Your instructions >> Copy out precisely the line that holds "hey find the dense" and all the lines following it in the data, up to and including the last one, and no others.
Segment Start: Provided data
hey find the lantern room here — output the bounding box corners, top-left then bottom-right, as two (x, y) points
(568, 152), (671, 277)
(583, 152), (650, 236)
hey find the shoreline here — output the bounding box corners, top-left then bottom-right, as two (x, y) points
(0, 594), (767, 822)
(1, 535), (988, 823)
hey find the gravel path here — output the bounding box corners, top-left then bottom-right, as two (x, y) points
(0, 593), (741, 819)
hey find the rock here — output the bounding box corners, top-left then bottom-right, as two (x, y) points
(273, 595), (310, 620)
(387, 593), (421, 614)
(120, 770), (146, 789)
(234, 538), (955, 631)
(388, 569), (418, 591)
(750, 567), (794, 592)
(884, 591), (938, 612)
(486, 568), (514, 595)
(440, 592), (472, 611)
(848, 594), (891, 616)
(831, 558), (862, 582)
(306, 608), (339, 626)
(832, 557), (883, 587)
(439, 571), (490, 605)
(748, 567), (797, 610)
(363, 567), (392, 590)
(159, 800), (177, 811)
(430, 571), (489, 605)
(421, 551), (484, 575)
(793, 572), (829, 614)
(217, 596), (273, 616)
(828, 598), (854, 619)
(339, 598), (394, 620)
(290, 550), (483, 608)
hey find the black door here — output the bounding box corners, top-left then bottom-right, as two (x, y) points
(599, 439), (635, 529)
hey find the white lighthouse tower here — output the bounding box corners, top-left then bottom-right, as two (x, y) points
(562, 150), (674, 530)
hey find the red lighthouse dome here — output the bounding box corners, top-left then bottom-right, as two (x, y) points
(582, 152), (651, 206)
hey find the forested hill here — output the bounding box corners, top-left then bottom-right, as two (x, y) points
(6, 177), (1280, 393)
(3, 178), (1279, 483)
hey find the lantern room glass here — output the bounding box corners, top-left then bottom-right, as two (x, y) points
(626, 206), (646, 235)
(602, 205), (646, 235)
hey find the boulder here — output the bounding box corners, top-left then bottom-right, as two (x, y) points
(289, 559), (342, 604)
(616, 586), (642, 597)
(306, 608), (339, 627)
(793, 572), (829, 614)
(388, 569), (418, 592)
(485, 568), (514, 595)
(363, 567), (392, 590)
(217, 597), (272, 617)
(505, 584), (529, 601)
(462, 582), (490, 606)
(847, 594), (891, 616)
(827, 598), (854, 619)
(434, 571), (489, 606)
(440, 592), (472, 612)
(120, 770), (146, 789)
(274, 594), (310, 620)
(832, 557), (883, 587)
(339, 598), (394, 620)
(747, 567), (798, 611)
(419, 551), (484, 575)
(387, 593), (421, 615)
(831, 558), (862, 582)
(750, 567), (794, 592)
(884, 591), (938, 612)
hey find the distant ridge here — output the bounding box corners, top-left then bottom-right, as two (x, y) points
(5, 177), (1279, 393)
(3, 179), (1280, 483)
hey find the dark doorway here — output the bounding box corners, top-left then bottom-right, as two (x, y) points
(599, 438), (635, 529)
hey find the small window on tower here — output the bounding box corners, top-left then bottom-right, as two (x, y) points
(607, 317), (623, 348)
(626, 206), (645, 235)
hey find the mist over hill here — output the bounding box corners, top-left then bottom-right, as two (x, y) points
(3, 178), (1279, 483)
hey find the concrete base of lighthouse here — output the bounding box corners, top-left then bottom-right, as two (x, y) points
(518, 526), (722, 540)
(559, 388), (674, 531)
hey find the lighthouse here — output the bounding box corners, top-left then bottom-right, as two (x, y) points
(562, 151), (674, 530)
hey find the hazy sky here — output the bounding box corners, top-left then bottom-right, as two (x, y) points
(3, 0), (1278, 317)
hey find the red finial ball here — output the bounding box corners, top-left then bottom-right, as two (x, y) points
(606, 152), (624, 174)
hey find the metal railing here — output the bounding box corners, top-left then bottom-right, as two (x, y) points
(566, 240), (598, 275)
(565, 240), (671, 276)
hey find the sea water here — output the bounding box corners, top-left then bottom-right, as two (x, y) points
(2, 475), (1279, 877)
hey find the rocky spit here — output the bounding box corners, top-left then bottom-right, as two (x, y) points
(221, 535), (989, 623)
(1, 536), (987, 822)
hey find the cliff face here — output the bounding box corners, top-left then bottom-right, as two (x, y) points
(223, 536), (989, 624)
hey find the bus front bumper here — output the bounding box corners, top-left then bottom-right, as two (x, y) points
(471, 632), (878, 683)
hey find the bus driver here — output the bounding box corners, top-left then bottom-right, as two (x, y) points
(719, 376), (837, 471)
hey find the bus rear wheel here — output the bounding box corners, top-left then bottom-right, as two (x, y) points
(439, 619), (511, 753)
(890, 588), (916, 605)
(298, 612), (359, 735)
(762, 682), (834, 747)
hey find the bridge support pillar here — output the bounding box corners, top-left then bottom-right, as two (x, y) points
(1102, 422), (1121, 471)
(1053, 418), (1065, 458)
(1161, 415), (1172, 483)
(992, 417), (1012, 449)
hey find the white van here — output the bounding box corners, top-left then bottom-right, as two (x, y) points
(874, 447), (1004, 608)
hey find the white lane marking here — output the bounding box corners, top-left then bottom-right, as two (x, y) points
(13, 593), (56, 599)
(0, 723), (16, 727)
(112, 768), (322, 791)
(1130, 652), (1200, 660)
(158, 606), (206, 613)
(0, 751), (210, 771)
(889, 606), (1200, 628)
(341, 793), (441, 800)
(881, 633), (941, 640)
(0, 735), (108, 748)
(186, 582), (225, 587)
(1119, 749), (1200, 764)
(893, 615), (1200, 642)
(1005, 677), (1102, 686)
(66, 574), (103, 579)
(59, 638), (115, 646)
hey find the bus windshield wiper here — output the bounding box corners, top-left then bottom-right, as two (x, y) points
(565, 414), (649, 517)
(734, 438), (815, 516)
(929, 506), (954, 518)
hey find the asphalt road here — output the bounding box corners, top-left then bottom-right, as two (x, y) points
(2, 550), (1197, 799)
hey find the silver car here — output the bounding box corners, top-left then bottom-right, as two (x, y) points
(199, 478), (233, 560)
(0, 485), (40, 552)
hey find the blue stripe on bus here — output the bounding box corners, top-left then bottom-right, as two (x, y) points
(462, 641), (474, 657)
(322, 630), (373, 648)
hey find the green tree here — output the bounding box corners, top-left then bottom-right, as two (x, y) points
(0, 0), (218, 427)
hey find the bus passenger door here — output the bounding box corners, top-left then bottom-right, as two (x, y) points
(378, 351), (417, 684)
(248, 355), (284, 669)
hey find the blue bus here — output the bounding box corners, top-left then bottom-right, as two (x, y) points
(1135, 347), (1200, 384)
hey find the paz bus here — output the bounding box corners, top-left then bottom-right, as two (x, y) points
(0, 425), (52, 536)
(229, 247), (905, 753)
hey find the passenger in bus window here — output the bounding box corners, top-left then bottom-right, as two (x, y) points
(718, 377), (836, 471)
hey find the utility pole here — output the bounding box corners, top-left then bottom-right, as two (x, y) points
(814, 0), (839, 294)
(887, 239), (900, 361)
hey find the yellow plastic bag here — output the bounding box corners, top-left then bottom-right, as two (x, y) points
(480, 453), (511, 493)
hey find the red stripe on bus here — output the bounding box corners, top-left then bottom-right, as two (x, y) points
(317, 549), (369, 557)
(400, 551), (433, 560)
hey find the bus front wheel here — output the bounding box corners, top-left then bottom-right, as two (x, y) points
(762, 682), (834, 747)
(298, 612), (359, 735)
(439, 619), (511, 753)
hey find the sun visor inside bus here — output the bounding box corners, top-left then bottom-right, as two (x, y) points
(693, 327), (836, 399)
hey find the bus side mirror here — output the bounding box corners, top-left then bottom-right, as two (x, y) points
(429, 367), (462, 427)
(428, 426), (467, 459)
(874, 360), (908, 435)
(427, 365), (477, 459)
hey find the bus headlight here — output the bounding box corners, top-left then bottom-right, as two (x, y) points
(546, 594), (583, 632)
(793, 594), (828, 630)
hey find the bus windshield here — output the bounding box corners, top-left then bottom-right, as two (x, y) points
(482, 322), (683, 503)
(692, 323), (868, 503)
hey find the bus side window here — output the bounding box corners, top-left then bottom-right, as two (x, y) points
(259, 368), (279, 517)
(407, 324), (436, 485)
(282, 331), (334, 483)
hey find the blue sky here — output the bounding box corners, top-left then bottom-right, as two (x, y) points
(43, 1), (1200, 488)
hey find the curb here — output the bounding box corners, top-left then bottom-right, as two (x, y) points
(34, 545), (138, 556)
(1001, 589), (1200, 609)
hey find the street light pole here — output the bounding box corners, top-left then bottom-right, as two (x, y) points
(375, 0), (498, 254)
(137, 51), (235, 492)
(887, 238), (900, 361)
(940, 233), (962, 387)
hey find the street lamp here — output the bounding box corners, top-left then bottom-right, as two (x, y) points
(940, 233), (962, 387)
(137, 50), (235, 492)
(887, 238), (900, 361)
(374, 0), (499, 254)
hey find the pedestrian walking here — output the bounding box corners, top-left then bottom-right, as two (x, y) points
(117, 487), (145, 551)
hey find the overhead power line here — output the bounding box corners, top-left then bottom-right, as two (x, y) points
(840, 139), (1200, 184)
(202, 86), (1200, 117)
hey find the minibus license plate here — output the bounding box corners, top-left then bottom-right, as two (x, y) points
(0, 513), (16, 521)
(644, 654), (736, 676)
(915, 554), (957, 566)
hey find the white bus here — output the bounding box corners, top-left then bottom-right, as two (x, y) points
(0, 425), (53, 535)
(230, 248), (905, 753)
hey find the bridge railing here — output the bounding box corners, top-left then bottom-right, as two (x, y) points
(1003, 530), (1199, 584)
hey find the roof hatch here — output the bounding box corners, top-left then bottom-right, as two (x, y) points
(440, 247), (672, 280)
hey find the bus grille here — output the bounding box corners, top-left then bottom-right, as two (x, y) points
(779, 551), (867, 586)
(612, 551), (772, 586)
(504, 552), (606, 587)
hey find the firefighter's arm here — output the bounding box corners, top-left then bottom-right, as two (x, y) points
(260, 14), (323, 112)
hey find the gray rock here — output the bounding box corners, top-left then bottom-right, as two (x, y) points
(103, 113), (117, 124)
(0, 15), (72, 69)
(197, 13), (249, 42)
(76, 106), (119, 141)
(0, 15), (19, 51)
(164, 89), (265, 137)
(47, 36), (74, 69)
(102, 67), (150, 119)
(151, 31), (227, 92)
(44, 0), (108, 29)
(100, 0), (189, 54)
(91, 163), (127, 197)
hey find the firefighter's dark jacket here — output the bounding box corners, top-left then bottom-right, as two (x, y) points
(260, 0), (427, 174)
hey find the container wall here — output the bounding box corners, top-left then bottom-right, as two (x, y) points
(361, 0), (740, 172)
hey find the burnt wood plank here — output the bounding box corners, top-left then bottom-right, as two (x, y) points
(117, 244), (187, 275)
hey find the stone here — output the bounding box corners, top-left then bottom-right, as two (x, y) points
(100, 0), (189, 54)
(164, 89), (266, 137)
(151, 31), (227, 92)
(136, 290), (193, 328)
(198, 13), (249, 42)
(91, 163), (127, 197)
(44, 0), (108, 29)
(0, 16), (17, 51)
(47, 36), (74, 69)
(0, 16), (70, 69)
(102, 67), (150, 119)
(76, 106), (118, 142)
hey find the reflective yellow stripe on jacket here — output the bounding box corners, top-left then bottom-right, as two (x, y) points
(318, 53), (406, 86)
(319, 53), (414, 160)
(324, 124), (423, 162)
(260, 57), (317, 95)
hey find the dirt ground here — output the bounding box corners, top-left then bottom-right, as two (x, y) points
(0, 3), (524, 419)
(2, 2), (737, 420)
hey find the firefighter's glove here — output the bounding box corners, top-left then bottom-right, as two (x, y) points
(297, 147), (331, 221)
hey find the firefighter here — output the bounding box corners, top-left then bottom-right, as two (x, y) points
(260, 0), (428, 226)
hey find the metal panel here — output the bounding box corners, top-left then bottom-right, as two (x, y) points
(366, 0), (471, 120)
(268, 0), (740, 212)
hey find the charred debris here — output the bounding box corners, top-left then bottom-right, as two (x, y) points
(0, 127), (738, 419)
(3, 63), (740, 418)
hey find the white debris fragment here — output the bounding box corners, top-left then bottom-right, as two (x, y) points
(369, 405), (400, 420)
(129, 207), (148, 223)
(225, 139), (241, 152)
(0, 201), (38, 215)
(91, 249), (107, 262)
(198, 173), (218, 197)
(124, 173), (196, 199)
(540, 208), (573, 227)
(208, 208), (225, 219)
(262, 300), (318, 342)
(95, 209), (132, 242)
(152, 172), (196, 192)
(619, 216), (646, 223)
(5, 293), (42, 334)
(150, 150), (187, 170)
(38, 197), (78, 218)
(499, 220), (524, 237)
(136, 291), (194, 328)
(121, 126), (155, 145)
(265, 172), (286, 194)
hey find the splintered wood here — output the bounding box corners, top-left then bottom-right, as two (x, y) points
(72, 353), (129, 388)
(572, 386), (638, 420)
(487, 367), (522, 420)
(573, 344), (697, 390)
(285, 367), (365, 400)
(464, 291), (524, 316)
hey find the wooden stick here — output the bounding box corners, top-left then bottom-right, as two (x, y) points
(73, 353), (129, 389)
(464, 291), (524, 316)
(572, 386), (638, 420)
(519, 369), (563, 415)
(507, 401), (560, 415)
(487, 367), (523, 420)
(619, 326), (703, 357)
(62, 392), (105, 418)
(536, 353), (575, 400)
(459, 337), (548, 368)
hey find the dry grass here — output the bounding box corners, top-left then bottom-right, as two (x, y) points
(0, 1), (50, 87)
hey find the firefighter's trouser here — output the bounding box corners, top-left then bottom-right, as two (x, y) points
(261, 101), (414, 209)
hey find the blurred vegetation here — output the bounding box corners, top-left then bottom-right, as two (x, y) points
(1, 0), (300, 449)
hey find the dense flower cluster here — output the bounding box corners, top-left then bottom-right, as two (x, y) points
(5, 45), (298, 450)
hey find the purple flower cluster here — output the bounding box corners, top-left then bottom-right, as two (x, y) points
Segment End: Provided data
Reply >>
hey find the dense flower cluster here — output the bounding box corners, top-left then bottom-right, as two (x, y) points
(5, 45), (298, 450)
hey find the purple flower cluster here — output the bounding box corners, top-left then bottom-right, as two (x, y) points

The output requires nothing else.